--- start ---
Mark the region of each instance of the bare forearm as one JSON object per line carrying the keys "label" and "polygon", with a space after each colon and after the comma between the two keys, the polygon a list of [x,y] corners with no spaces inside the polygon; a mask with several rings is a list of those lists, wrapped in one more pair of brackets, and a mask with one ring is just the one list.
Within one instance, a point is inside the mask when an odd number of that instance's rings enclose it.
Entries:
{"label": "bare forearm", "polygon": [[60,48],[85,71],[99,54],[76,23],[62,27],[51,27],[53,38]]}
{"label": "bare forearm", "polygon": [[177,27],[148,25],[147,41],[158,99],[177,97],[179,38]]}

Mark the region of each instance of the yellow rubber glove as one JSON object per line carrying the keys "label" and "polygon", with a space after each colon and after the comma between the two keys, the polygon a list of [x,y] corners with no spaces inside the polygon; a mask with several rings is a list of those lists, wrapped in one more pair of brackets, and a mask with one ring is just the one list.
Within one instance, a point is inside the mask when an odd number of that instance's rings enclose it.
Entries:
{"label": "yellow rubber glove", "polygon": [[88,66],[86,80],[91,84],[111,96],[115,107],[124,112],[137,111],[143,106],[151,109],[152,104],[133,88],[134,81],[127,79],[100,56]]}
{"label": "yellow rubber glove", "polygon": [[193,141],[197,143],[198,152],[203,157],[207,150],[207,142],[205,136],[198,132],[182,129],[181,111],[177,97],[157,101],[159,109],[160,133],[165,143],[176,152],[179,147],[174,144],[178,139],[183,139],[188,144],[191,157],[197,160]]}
--- end ---
--- start ---
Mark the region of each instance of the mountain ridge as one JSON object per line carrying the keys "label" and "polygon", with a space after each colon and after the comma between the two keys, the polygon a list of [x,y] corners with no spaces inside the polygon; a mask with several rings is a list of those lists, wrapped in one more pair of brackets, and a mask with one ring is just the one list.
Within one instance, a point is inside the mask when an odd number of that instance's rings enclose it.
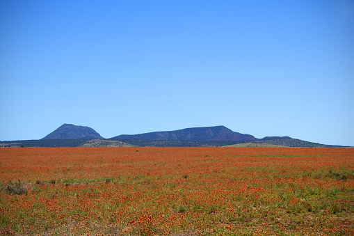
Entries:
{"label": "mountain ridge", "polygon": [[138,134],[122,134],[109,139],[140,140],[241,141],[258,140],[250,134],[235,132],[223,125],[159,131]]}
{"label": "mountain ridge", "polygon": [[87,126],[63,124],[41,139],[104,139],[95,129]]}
--- end ---
Count the lines in the items above that contain the string "JSON", and reply with the number alone.

▸ Task answer
3